▸ **THE PROBLEM**
Reproduce the records word for word, starting with the line containing "of the folded" and continuing through the last line of the records.

(Excerpts from a point labeling dataset)
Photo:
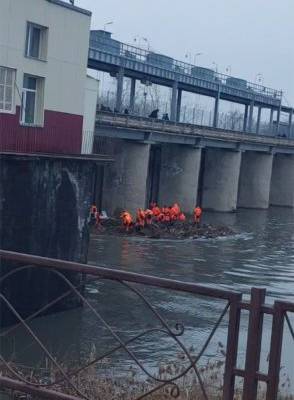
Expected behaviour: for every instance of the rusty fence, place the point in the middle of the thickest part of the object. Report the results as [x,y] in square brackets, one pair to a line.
[12,381]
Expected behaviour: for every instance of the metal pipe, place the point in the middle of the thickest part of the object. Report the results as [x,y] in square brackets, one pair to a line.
[113,274]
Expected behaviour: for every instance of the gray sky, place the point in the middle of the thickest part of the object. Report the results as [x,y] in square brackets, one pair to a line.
[250,36]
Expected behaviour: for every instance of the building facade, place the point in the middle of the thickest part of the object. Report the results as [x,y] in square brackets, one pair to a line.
[43,75]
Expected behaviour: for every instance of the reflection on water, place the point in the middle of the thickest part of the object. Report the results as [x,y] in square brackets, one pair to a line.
[260,254]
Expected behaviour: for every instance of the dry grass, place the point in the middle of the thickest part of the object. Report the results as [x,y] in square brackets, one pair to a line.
[131,386]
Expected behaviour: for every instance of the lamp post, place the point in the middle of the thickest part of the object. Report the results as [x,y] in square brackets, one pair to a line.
[216,66]
[195,57]
[229,70]
[107,23]
[259,78]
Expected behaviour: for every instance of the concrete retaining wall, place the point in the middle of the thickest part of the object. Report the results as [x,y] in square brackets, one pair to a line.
[179,176]
[44,209]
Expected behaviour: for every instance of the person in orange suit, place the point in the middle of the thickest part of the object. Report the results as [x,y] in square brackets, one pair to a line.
[176,209]
[140,218]
[127,220]
[160,217]
[97,219]
[173,213]
[182,217]
[148,216]
[197,214]
[156,210]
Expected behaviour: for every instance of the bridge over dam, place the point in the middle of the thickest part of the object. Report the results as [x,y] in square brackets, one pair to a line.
[122,61]
[164,161]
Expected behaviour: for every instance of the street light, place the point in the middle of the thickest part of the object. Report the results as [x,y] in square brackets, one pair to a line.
[107,23]
[229,70]
[259,78]
[195,57]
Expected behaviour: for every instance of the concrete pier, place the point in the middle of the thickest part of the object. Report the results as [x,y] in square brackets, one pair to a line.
[125,181]
[282,183]
[179,175]
[255,179]
[220,180]
[44,210]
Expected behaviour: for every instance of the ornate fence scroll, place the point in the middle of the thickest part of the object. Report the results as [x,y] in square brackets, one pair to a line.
[69,383]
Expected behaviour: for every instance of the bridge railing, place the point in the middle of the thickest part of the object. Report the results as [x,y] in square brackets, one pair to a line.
[69,384]
[151,124]
[134,53]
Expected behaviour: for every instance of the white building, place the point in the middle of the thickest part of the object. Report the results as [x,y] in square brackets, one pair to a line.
[43,66]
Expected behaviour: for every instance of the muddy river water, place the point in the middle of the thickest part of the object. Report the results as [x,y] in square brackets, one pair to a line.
[260,254]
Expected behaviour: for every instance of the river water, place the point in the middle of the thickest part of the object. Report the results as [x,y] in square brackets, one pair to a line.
[261,254]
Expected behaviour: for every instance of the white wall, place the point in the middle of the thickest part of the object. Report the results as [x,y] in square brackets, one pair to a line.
[90,103]
[66,65]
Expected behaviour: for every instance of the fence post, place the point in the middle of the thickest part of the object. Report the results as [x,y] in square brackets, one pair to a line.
[253,344]
[275,352]
[232,348]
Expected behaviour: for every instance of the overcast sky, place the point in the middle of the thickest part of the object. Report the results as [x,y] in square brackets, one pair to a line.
[247,37]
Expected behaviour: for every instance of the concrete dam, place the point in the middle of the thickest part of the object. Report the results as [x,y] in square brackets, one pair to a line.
[167,162]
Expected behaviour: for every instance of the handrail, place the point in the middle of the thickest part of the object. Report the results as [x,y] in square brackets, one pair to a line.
[114,274]
[118,119]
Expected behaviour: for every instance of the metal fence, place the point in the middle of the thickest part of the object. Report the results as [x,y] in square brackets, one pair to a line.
[182,68]
[12,380]
[118,120]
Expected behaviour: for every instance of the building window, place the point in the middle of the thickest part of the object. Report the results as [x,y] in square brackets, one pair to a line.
[7,80]
[32,107]
[36,41]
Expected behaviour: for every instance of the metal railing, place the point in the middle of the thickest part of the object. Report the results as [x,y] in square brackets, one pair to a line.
[11,379]
[150,124]
[133,53]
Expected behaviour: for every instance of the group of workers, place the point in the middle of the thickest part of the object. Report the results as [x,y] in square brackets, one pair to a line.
[165,215]
[154,214]
[95,216]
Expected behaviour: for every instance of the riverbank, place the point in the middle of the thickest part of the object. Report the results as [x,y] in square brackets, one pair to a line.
[176,230]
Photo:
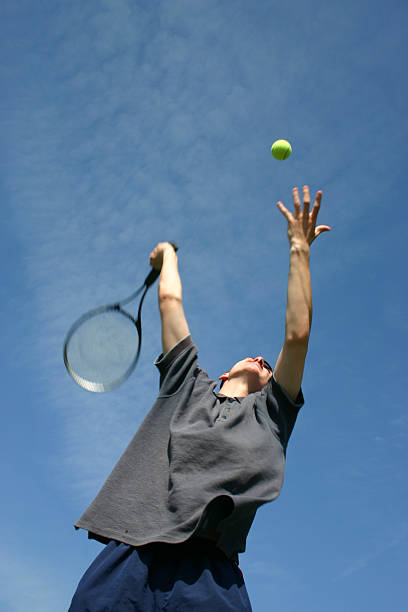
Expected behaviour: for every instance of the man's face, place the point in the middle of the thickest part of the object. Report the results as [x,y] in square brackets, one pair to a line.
[255,370]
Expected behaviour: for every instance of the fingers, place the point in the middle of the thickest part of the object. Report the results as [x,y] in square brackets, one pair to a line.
[296,202]
[284,210]
[306,202]
[316,207]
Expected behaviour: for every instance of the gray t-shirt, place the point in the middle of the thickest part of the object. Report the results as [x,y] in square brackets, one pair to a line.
[200,461]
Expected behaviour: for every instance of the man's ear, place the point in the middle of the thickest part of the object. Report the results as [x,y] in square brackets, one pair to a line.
[224,376]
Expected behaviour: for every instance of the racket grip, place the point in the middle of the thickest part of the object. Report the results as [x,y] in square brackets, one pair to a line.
[149,280]
[156,273]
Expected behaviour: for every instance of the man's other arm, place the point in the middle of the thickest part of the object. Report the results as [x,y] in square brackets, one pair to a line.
[174,324]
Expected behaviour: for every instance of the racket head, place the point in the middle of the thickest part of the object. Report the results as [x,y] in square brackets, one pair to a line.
[102,348]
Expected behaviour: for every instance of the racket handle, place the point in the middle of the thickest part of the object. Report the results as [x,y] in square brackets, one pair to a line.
[156,273]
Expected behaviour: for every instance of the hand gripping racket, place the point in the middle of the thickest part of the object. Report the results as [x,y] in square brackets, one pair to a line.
[103,346]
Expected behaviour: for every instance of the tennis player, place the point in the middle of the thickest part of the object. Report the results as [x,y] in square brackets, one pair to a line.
[176,510]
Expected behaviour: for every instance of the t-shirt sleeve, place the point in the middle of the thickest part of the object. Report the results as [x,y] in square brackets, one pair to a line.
[177,366]
[282,409]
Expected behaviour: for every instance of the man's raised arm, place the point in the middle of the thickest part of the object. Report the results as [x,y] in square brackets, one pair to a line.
[174,324]
[302,230]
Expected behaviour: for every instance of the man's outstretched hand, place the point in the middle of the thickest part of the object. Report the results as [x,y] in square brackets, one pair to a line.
[302,224]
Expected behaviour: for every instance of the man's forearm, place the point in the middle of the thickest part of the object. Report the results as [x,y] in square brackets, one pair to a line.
[299,297]
[169,281]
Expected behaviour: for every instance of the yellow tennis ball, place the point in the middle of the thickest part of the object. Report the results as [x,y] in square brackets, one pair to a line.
[281,149]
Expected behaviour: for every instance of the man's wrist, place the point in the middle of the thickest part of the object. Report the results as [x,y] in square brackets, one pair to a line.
[298,246]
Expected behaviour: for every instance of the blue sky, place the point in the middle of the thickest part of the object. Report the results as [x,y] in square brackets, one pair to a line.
[125,123]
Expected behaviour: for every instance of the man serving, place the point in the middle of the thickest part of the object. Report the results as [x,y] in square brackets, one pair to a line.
[176,510]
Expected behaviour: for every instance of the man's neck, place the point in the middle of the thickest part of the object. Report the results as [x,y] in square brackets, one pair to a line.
[235,388]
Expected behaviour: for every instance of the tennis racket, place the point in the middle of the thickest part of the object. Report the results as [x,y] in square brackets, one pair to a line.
[103,346]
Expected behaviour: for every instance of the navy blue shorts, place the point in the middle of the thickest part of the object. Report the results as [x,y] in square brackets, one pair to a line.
[192,576]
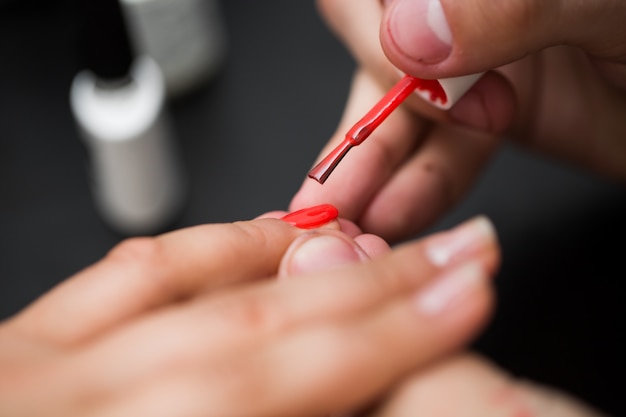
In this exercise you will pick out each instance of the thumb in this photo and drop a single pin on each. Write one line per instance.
(444, 38)
(479, 388)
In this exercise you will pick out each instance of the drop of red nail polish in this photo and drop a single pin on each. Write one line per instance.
(312, 217)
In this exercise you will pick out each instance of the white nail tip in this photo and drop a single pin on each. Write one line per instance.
(454, 88)
(450, 288)
(438, 23)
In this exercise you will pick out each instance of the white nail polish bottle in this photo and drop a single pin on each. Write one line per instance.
(119, 107)
(185, 37)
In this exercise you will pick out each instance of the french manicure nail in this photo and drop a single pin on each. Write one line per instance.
(447, 290)
(451, 246)
(312, 217)
(317, 251)
(420, 30)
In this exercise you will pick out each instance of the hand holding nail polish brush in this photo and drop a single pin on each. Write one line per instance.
(441, 93)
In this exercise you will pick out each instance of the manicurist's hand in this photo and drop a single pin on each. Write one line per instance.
(256, 318)
(555, 82)
(467, 385)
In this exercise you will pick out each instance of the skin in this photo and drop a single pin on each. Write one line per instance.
(234, 320)
(554, 83)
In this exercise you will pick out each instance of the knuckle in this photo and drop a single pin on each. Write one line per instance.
(520, 15)
(252, 314)
(137, 251)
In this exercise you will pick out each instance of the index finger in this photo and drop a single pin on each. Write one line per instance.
(142, 274)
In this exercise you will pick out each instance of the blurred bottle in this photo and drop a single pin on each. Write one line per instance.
(118, 103)
(185, 37)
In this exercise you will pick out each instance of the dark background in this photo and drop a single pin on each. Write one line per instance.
(248, 139)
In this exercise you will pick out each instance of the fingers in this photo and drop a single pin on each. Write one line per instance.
(480, 389)
(442, 38)
(367, 167)
(429, 183)
(405, 175)
(143, 273)
(325, 342)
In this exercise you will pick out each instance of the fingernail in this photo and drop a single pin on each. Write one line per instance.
(460, 243)
(317, 251)
(312, 217)
(420, 30)
(450, 288)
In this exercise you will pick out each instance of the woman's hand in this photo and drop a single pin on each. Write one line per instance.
(555, 82)
(192, 322)
(479, 389)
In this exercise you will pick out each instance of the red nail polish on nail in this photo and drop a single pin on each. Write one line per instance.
(312, 217)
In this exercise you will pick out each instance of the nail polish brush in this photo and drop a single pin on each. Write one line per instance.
(441, 93)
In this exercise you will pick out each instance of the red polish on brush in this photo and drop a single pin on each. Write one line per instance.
(312, 217)
(364, 127)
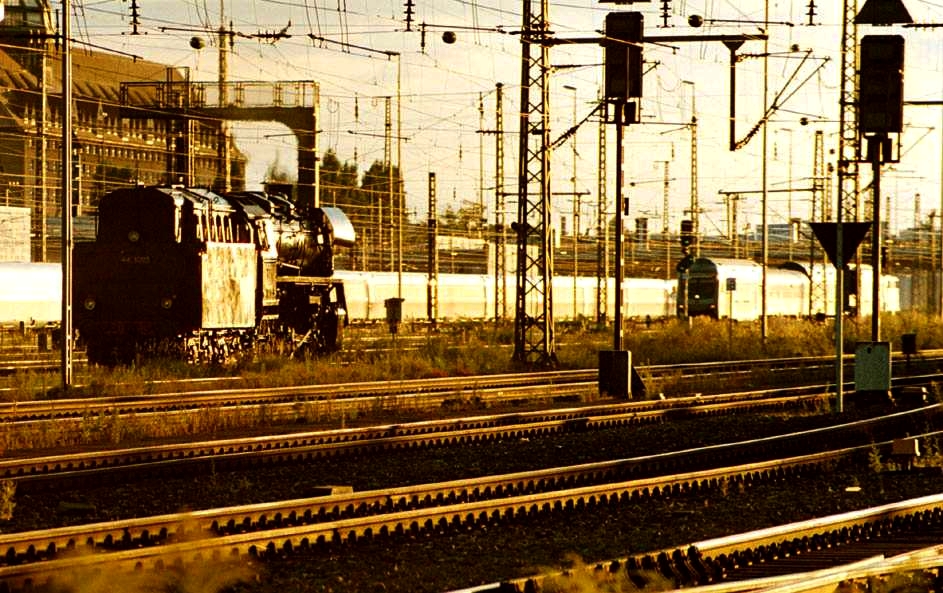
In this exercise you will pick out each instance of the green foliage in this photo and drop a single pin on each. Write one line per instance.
(7, 491)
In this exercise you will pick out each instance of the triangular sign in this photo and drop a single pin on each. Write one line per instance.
(883, 12)
(852, 234)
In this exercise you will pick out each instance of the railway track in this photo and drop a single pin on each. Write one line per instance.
(848, 551)
(439, 390)
(274, 529)
(235, 452)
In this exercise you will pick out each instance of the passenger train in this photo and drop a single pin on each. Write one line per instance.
(717, 288)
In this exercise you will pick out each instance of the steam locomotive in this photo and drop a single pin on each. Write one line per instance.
(188, 272)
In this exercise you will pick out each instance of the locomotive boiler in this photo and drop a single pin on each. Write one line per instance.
(188, 272)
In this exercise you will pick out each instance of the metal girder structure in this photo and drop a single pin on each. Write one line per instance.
(848, 153)
(500, 251)
(818, 292)
(602, 231)
(533, 323)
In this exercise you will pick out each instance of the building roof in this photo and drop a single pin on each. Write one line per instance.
(95, 75)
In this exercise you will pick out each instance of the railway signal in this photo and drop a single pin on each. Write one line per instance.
(623, 49)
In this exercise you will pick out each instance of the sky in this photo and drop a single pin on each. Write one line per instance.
(447, 94)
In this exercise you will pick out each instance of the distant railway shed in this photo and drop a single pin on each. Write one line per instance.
(110, 151)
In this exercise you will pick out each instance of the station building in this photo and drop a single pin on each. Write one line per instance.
(109, 151)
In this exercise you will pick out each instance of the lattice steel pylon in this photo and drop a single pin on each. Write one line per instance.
(533, 323)
(848, 154)
(818, 289)
(602, 230)
(500, 250)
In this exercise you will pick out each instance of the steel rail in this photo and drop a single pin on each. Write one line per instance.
(80, 407)
(280, 540)
(313, 444)
(350, 504)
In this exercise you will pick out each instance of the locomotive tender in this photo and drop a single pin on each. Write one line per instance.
(187, 271)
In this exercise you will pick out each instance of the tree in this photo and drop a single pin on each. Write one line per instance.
(376, 195)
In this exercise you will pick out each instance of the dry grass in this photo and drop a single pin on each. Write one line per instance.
(472, 349)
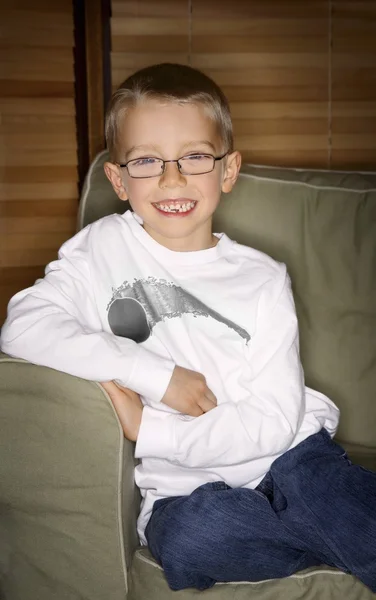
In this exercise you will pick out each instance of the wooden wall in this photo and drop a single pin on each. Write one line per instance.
(300, 75)
(38, 150)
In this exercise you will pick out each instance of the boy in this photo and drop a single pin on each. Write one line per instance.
(195, 339)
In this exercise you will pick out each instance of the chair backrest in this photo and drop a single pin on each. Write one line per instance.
(322, 224)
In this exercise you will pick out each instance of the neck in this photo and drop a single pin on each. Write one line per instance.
(193, 243)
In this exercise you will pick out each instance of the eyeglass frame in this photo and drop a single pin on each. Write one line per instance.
(215, 159)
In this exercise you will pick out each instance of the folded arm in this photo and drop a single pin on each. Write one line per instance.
(263, 424)
(55, 323)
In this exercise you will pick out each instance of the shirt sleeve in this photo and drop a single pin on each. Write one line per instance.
(55, 323)
(263, 424)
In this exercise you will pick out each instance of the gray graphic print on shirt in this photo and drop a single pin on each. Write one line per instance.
(135, 308)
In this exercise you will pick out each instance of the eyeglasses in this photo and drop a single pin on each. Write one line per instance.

▸ **TASK RESPONSE**
In this exercise you will pick out each instance of the folded arm in this photo and drop a single pin on each. Write one line per instance.
(263, 424)
(55, 323)
In this exercise you will pick out each instance of the shirt sleeve in this photo and drop a single pin on each. Write one line per instance.
(55, 323)
(263, 424)
In this exercise you will pick out each instance of the gray graphic print on shirt in this photo and drop a single pin on each. Write one line per instance.
(135, 308)
In this exercise you will pick out each instance of the eyeglasses in this photo and drop a single pin on each. Write one line per instance.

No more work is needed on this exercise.